## PARTS OF THE EXERCISE
1 > Transcribe the news passage about the Libyan conflict from "The United Nations" down to "was to wait.".
2 > In the news passage about the Libyan conflict, who expressed concern about reports that Sirte had no water and no electricity?
3 > Continue the news passage about the Libyan conflict from its last sentence.

## PASSAGE PROVIDED
----

I think only 10 percent of the people are Gaddafi supporters. They are fanatics. And the rest are waiting to be liberated. We have given them two more days to leave the city, NTC fighter Abumuslim Abdu told Reuters.

The United Nations said it was worried about the plight of civilians marooned inside besieged pro-Gaddafi towns.

Our big concern right now is Sirte, where we are receiving reports that there's no water and no electricity, U.N. humanitarian chief Valerie Amos told Reuters in Dubai.

Some NTC combatants said they suspected local fighters of the Warfalla tribe, Libya's largest, were passing tips to Gaddafi forces in Bani Walid. We believe there are traitors among them, said Mohammed el Gahdi, from the coastal city of Khoms.

NTC military spokesman Ahmed Bani told reporters the plan for Bani Walid for now was to wait.

----

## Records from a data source

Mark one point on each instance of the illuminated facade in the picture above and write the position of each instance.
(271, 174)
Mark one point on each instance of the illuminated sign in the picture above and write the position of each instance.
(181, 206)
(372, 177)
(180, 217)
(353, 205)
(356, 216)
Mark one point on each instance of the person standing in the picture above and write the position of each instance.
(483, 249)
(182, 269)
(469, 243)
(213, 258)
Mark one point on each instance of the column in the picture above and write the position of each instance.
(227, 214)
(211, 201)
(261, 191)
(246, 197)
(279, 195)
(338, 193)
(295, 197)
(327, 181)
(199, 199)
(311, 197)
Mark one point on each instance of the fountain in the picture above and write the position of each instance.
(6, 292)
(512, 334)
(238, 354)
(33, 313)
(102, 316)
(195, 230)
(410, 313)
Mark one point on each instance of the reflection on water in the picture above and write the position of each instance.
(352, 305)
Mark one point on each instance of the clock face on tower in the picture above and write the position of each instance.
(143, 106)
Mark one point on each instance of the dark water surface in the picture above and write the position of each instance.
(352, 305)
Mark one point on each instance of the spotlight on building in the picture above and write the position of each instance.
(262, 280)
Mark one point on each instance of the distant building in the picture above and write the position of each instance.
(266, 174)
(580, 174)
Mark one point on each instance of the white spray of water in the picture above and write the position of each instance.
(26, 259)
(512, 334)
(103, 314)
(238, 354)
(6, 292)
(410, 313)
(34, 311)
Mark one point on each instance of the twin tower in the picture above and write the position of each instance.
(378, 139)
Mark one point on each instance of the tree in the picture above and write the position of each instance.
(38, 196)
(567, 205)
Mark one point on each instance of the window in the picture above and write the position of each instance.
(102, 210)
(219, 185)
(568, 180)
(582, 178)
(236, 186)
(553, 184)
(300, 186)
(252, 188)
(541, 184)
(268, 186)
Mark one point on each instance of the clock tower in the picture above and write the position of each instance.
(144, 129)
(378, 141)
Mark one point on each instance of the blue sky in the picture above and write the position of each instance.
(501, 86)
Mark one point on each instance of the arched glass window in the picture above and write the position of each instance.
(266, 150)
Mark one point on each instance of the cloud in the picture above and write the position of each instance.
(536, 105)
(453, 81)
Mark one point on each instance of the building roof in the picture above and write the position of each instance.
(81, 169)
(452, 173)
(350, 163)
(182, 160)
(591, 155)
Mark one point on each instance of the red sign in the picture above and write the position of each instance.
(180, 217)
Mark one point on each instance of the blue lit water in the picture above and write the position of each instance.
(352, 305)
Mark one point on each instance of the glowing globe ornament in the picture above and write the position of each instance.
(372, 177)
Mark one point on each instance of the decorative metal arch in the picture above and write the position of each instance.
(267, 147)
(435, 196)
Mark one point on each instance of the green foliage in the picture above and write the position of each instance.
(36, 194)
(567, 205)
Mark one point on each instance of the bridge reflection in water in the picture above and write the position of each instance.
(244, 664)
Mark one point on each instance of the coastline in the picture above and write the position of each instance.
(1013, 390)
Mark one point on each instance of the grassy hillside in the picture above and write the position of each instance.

----

## ACTIVITY ANSWERS
1 >
The United Nations said it was worried about the plight of civilians marooned inside besieged pro-Gaddafi towns.

Our big concern right now is Sirte, where we are receiving reports that there's no water and no electricity, U.N. humanitarian chief Valerie Amos told Reuters in Dubai.

Some NTC combatants said they suspected local fighters of the Warfalla tribe, Libya's largest, were passing tips to Gaddafi forces in Bani Walid. We believe there are traitors among them, said Mohammed el Gahdi, from the coastal city of Khoms.

NTC military spokesman Ahmed Bani told reporters the plan for Bani Walid for now was to wait.

2 > U.N. humanitarian chief Valerie Amos.

3 >
When our forces entered Bani Walid they found the brigades of Gaddafi using citizens as shields, he said, adding that missile launchers had been placed on the roofs of homes, making it difficult for NTC forces or NATO warplanes to strike.


Despite the fighting, efforts to get Libya running again were gathering pace, with NTC chairman Mustafa Abdel Jalil making his first public speech in Tripoli late on Monday -- just hours after Gaddafi loyalists attacked an oil refinery.

Despite the assault, Abdel Jalil felt confident enough to address a crowd of about 10,000 people in the central Martyrs' Square and use the speech to call for restraint.

We seek a state of law, prosperity and one where sharia (Islamic law) is the main source for legislation, and this requires many things and conditions, he said, adding that extremist ideology would not be tolerated.

Abdel Jalil has said that, along with taking control of pro-Gaddafi enclaves, capturing or killing the fugitive leader is a priority and only then could Libya be declared liberated.

A Syrian-based television station said on Monday it had received a new message from the Gaddafi, who has issued regular battle calls to his followers in the three weeks since Tripoli was captured, but could not broadcast it for security reasons.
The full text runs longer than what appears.